> [Fragmento dado]
◇ ◇ ◇ ◇ ◇ ◇ ◇
PERSONAJES > LOS PRIMEROS ACORDES DE MILTON NASCIMENTO
Desde que empezó a alternar con los grandes del jazz norteamericano e internacional, como Wayne Shorter y Herbie Hancock, Milton Nascimento fue el embajador natural de la bossa nova. Pero hay un período fundamental poco revisitado de su vida: sus comienzos. En este reportaje (incluido en Estación Brasil, el flamante libro de Violeta Weinschelbaum con prólogo de Caetano Veloso que recopila 14 conversaciones con músicos brasileños), el mismo Milton revela cómo le robó su primera guitarra a su propia madre, cómo emocionó a Vinicius siendo un completo desconocido y cómo Ray Charles le enseñó que los hombres podían tener corazón. Entre otras cosas.
› Por Violeta Weinschelbaum
Milton Nascimento vive en un barrio cercano al paraíso. Uno de los lados de su casa de tres plantas es íntegramente de vidrio y permite una vista que, fotografiada, produciría cierta desconfianza: la selva, el mar, el morro. Es un lugar aislado, pacífico, al lado de la favela La Rocinha, cerca de las elegantes playas de Barra y, aunque lejos del centro, en plena ciudad. La decoración es sencilla, casi como una casa de veraneo, cómoda y sin pretensiones.
En la conversación, la serie de relatos esmerados y sorprendentemente memoriosos parece agregarle al silencio del lugar el eco de las montañas de Minas y la tranquilidad de las calles amigables de Três Pontas. Es ésa la sonoridad de Milton, la que llevó al mundo entero, la que lo convirtió en representante de ese otro Brasil que completa el de la bossa, el samba y los sonidos del mar. Milton Nascimento es un hombre que se formó solo y buscó aprender, con paciencia y tesón, cada uno de los instrumentos que fue encontrando, casi por azar, en el camino. Grabó con impresionantes músicos de jazz como Wayne Shorter, Herbie Hancock y Sarah Vaughan; compuso canciones inolvidables que han sido cantadas por todas las grandes voces de Brasil y América latina. Su voz, inconfundible, compartió canciones, discos y escenarios.
¿Cómo fue el primer contacto con la música?
–El primer contacto no fue en Três Pontas, porque teníamos un piano en Río y mi mamá me sentaba sobre su falda cuando tocaba. Según ella, ya vio en aquella época que yo tenía alguna inclinación por la música. Después fuimos para Três Pontas y yo amaba el piano, pero no teníamos dinero para comprar uno; lo más parecido que había era el acordeón, por las teclas negras y blancas, pero tampoco teníamos dinero para eso. Me quedaba en casa viendo cómo otras personas tocaban hasta que mi madrina me mandó una sanfona de regalo. Después hubo una época en la que me regalaron una gaita y me pasaba horas en el balcón, sentado en uno de los escalones de la escalera, con la gaita entre las rodillas y la sanfona debajo para tocar las dos cosas a la vez. En ese momento creía que estaba solo en el mundo y que nadie me veía, pero hace poco me enteré de que Wagner Tiso, que era mi vecino de enfrente, se pasaba noches enteras viéndome tocar. Esa etapa instrumental me duró algunos años, hasta que, a mis doce años más o menos, golpeó la puerta alguien del correo. Me di cuenta de que el cartero traía algo envuelto y me dio la sensación de que tenía que ver con la música. Ni me acuerdo si firmé o no el papel, pero me llevé el paquete a mi cuarto. Era una guitarra, pero era para mi mamá, no para mí. Ese fue el primer y único robo de mi vida.
◇ ◇ ◇ ◇ ◇ ◇ ◇
> [Extracto del listado]
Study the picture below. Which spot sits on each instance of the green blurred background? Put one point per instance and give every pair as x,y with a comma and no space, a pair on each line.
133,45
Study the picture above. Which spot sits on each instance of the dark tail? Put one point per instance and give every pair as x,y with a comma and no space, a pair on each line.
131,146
◇ ◇ ◇ ◇ ◇ ◇ ◇
> [La consigna] Extrae, sin cambiar ni una palabra, la parte del texto sobre Milton Nascimento que empieza en "En la conversación, la" y termina en "discos y escenarios.".

> [Respuesta del ejercicio]
En la conversación, la serie de relatos esmerados y sorprendentemente memoriosos parece agregarle al silencio del lugar el eco de las montañas de Minas y la tranquilidad de las calles amigables de Três Pontas. Es ésa la sonoridad de Milton, la que llevó al mundo entero, la que lo convirtió en representante de ese otro Brasil que completa el de la bossa, el samba y los sonidos del mar. Milton Nascimento es un hombre que se formó solo y buscó aprender, con paciencia y tesón, cada uno de los instrumentos que fue encontrando, casi por azar, en el camino. Grabó con impresionantes músicos de jazz como Wayne Shorter, Herbie Hancock y Sarah Vaughan; compuso canciones inolvidables que han sido cantadas por todas las grandes voces de Brasil y América latina. Su voz, inconfundible, compartió canciones, discos y escenarios.